WHAT THE TASK REQUIRES: Copy, from the material below, every line in which the word "downrod" can be found.

MATERIAL SHOWN:
______________________________
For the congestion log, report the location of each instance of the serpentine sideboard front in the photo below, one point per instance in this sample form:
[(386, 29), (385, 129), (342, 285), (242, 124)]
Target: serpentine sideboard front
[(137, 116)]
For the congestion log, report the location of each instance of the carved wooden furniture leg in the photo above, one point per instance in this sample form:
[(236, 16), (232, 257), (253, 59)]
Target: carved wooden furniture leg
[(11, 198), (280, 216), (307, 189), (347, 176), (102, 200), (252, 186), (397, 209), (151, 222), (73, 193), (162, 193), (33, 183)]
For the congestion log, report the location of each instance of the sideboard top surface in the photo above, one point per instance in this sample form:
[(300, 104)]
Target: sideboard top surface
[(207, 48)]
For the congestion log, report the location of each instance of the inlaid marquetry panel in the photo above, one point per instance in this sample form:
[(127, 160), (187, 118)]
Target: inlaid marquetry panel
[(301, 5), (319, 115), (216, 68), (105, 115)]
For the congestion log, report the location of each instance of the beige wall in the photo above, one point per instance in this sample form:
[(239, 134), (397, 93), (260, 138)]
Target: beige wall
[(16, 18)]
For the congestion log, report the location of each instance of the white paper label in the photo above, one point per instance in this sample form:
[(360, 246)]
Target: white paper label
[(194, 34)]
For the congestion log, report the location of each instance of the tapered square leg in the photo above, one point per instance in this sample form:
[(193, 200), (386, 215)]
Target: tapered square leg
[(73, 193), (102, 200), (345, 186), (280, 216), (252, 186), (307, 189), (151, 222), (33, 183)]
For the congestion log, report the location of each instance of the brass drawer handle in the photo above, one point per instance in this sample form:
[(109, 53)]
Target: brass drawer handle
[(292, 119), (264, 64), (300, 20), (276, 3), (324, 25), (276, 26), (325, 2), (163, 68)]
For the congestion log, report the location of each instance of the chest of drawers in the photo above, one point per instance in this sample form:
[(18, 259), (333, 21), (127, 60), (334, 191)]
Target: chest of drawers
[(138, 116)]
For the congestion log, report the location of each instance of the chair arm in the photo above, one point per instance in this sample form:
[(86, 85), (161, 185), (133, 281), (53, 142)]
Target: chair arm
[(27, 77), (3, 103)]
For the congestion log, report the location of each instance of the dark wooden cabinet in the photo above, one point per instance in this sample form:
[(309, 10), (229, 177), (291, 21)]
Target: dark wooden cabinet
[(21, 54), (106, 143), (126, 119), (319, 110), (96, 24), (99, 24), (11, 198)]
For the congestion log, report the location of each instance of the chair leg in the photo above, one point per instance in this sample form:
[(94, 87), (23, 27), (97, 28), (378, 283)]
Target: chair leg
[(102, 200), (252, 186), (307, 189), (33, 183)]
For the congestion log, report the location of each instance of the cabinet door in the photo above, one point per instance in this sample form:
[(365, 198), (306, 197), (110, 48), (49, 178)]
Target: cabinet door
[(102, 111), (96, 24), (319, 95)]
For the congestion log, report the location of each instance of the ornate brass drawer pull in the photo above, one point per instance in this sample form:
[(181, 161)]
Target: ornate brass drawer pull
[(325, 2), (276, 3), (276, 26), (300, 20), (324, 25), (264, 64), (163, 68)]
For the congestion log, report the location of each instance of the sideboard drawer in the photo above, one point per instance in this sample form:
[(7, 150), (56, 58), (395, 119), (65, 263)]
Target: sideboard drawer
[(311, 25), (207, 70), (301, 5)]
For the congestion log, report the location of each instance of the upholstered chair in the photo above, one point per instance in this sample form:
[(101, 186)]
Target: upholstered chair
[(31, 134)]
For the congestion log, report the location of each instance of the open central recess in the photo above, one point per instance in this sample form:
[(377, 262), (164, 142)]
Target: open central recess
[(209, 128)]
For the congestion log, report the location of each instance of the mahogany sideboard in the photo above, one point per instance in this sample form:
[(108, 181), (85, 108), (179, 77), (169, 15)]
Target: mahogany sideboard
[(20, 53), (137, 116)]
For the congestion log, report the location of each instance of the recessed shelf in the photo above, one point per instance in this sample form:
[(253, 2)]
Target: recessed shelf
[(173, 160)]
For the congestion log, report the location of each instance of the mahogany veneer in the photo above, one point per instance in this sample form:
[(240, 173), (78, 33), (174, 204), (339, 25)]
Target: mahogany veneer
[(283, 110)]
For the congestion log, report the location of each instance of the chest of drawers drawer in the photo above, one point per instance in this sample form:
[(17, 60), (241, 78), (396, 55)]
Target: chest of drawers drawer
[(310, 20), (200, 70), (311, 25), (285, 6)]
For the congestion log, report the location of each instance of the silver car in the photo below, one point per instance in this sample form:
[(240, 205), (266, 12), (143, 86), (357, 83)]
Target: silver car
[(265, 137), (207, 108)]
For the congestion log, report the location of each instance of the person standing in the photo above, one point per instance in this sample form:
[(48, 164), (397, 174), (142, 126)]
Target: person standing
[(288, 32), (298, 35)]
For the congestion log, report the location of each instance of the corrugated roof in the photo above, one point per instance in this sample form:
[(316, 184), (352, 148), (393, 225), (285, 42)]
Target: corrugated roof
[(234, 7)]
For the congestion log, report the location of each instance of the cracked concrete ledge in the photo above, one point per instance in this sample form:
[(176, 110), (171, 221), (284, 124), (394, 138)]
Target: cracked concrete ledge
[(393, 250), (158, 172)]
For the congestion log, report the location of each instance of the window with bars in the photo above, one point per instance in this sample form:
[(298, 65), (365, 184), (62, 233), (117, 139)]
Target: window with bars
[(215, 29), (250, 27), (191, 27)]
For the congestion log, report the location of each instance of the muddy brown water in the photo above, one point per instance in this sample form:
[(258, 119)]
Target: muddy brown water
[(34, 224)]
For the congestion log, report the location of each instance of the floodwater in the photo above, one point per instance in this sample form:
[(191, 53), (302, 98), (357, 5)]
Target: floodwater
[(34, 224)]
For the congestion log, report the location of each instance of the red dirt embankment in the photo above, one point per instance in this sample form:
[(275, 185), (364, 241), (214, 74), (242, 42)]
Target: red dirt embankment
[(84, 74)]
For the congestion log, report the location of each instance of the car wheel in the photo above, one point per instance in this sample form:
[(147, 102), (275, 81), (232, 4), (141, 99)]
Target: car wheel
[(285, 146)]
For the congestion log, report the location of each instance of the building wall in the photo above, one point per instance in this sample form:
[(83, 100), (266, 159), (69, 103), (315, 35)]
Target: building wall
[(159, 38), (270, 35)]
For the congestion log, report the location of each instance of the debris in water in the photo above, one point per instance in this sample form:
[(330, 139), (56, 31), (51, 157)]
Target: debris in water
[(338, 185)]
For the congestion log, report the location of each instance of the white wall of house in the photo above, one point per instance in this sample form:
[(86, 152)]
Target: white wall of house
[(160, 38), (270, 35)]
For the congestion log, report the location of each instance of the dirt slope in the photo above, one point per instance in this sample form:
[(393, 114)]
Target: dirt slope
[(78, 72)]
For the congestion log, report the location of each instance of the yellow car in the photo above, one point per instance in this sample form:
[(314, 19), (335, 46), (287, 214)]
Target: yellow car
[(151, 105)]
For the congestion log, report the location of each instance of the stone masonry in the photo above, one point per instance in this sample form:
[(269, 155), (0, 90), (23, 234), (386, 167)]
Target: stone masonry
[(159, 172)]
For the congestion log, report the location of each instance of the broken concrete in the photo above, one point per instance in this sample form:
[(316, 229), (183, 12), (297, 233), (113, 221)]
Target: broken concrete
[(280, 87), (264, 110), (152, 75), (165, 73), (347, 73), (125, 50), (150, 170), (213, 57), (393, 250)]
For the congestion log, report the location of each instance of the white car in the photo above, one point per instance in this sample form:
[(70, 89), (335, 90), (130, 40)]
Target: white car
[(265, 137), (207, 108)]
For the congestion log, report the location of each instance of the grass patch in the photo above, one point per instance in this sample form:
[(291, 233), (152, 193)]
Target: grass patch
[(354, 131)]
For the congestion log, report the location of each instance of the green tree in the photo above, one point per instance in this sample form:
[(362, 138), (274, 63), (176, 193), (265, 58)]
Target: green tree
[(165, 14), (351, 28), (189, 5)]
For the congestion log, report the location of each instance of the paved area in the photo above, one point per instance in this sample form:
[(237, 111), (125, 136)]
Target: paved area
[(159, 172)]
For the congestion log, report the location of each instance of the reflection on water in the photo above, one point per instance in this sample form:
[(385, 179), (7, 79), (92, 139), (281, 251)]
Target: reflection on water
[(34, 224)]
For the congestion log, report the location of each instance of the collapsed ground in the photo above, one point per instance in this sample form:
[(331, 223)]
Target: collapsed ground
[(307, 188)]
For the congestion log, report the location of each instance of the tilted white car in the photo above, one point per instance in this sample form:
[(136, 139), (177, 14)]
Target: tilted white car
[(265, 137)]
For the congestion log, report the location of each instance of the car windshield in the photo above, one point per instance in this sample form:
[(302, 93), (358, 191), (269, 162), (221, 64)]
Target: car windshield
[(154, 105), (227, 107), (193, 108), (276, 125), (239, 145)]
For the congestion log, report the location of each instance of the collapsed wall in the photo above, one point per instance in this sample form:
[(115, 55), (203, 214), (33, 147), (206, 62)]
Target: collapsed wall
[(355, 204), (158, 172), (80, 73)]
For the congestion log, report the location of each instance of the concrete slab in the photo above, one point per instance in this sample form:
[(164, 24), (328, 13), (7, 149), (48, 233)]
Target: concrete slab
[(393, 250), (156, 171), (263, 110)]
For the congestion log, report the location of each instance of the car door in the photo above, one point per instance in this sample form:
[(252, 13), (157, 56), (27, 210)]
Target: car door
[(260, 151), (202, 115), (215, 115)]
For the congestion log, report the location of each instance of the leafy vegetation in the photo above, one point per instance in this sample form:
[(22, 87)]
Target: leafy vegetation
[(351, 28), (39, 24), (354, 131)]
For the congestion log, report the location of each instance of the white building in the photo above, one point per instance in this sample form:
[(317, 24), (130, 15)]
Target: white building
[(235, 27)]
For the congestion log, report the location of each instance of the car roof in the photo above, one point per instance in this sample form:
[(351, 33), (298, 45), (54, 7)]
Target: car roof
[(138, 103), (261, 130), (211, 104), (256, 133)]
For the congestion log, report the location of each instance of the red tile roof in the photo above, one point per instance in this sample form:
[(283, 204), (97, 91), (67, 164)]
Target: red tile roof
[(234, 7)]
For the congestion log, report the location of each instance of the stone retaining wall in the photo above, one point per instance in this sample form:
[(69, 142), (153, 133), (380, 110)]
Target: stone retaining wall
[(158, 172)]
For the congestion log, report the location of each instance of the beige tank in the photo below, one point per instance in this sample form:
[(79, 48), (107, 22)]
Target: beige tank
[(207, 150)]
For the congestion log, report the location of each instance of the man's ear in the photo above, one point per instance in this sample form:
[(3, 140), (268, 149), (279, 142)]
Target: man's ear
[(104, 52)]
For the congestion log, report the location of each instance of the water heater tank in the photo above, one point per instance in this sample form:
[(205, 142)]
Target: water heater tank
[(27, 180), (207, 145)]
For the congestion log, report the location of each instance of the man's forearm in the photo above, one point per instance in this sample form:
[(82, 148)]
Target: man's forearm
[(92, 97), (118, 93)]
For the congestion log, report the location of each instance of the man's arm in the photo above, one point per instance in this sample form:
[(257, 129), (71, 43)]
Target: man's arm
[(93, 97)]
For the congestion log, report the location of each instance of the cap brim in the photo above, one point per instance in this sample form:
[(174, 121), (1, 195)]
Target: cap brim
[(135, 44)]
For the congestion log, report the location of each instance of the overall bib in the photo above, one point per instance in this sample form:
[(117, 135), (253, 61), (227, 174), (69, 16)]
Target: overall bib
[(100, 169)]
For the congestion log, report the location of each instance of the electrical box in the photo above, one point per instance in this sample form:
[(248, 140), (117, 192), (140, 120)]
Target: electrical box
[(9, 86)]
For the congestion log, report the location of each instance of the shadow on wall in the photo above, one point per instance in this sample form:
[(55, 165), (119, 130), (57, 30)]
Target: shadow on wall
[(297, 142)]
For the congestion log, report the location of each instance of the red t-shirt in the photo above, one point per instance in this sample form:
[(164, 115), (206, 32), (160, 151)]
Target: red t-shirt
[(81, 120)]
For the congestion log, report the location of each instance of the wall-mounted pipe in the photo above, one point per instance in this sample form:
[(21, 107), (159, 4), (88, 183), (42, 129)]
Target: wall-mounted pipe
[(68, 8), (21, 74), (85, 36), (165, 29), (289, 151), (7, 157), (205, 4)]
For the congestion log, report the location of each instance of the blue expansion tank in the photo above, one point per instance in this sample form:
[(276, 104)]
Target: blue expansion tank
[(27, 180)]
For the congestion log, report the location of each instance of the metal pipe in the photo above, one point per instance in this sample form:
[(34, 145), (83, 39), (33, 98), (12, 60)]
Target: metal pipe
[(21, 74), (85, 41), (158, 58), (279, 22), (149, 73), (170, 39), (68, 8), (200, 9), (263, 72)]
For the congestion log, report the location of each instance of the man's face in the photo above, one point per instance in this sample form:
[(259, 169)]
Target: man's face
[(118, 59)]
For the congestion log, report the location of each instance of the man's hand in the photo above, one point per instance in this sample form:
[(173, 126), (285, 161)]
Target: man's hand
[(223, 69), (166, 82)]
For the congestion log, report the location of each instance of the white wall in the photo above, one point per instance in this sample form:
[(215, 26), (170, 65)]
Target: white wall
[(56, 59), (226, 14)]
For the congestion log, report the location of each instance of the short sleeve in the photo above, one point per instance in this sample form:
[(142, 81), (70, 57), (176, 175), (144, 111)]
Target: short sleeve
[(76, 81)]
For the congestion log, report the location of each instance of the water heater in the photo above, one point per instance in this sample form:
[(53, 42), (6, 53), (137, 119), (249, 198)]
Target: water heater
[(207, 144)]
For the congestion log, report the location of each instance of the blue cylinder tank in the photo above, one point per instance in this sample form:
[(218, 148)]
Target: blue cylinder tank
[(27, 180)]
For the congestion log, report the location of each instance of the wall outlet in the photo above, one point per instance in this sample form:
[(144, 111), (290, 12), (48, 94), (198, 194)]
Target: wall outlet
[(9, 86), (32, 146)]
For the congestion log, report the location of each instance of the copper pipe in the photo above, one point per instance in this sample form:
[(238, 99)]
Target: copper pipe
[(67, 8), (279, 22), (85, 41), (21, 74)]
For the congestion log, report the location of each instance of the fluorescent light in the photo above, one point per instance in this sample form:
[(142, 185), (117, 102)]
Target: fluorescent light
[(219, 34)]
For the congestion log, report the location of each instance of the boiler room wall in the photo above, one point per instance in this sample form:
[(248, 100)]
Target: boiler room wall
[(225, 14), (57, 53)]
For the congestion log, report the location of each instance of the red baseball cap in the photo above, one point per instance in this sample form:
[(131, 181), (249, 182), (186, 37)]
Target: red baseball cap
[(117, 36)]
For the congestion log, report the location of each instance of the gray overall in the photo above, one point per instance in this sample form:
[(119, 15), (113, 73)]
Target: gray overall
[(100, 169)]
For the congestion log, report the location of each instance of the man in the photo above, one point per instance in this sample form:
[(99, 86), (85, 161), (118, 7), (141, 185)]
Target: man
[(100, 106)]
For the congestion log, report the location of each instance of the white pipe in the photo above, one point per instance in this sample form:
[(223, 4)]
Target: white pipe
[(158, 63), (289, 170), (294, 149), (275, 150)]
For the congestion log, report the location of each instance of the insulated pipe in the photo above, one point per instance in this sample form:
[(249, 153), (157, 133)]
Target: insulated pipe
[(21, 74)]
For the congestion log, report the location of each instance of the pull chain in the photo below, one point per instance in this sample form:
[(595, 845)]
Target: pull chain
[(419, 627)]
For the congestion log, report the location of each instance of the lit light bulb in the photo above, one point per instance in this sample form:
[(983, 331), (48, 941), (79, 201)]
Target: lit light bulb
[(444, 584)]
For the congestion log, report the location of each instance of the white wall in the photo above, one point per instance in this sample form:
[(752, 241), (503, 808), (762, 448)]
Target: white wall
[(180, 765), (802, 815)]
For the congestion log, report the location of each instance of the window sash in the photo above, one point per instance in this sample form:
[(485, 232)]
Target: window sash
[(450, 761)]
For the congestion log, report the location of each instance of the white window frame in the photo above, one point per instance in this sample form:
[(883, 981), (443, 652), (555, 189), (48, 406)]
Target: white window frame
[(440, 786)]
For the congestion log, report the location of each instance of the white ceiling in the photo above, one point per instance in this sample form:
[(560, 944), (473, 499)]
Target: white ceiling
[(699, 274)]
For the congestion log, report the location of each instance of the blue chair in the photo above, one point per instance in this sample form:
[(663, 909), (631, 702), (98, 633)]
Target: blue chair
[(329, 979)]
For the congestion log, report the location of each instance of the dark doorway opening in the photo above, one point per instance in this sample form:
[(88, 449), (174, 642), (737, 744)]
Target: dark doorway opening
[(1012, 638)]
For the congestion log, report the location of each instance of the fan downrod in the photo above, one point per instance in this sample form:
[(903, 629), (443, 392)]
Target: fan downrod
______________________________
SOLUTION FOR THIS TASK:
For the congestion log, report the location of each instance of the fan downrod in the photo above, one point per instance in this sample form:
Target: fan downrod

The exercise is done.